## The exercise:
Copy every line from the one containing "Can you see the tall" through the last line of the records below, both included, and nothing else.

## Extracted entries:
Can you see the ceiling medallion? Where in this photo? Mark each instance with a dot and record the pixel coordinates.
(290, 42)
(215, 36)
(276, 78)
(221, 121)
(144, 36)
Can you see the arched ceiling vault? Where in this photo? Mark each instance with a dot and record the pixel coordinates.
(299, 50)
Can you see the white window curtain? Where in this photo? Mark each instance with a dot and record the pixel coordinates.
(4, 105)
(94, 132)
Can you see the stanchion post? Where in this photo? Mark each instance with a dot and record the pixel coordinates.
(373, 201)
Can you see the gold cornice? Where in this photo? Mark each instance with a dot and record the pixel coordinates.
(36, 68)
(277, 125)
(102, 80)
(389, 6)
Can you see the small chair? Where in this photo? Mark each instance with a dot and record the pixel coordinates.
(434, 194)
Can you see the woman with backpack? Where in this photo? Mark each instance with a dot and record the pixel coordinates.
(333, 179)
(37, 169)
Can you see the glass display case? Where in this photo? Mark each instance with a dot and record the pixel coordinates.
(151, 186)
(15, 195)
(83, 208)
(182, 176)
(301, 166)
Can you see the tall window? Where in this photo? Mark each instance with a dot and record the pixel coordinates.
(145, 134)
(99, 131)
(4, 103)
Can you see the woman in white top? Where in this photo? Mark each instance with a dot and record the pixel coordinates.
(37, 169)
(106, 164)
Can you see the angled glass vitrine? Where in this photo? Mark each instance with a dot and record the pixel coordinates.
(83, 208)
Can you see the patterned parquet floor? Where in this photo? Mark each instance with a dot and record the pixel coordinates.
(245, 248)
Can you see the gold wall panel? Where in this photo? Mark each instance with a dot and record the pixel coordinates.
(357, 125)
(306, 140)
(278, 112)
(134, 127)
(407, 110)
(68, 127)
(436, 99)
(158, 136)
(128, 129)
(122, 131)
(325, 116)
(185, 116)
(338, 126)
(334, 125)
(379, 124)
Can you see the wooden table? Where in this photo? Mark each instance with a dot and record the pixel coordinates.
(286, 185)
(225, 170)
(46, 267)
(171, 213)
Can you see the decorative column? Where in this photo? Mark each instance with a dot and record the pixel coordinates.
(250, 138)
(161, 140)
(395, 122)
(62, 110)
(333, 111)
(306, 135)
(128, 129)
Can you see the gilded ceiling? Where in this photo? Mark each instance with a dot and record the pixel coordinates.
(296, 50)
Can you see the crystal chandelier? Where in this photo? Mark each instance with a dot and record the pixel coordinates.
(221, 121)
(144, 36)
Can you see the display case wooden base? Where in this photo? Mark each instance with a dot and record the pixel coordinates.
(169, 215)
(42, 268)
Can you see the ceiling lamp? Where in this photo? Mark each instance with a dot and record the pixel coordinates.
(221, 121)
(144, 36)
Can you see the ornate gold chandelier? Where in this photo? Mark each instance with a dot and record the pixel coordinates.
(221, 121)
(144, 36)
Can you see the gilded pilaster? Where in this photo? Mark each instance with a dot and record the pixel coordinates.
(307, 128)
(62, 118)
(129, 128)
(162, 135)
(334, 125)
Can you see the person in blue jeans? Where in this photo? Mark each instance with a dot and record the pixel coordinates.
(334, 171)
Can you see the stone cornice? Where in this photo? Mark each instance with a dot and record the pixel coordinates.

## Solution for this exercise:
Can you see the tall window? Where in this photo? Mark each instance with a dot and record the pixel coordinates.
(145, 134)
(99, 131)
(4, 103)
Can you see the woman in white top? Where in this photo? Mark each instance with a dot and record the pixel coordinates.
(37, 169)
(106, 164)
Can you see the angled glass vitrine? Where in this photo? Mark each instance with a dot and record the pixel coordinates.
(83, 208)
Can you see the patterned parquet floor? Where in this photo? Mark each instance with a dot and record the pixel coordinates.
(245, 248)
Can you see the gold wall panel? Where in this photo? Mark each instance with a dot and record the pixel coordinates.
(357, 125)
(306, 140)
(278, 112)
(134, 127)
(407, 110)
(68, 127)
(436, 99)
(158, 136)
(128, 129)
(122, 131)
(325, 116)
(185, 116)
(338, 126)
(334, 125)
(379, 124)
Can you see the wooden table? Where in this photo? Mark each instance with a dot and record the pixel coordinates.
(286, 185)
(225, 170)
(46, 267)
(171, 213)
Can you see the decorative column? Where in this photo? Mark each instance with a dot and record the pixel coordinates.
(250, 138)
(161, 140)
(395, 122)
(62, 110)
(333, 111)
(306, 135)
(128, 129)
Can you see the gilded ceiling? Where in this photo? Mark each instance with a dot and record the pixel coordinates.
(296, 50)
Can you see the crystal chandelier? Where in this photo? Mark each instance with a dot and record the pixel coordinates.
(221, 121)
(144, 36)
Can you see the display case wooden base? Where in this photo? Mark each instance with a dot and record the pixel coordinates.
(169, 215)
(42, 268)
Can you see the ceiling lamp? Where in this photo? Mark each instance with a dot and record the pixel coordinates.
(221, 121)
(144, 36)
Can you see the ornate gold chandelier? Where in this photo? Mark each instance with a dot and record the pixel coordinates.
(221, 121)
(144, 36)
Can you see the gilded pilaster? Where in this photo? Mark each instance with a dot and record the pixel coordinates.
(307, 128)
(62, 118)
(129, 128)
(162, 135)
(334, 125)
Can you see the person in blue jeans? Where in this photo? Mark each instance with a dot and record the pixel coordinates.
(334, 171)
Can you see the stone cornice? Where in this photo? Mark each instance with a dot and record the pixel coordinates.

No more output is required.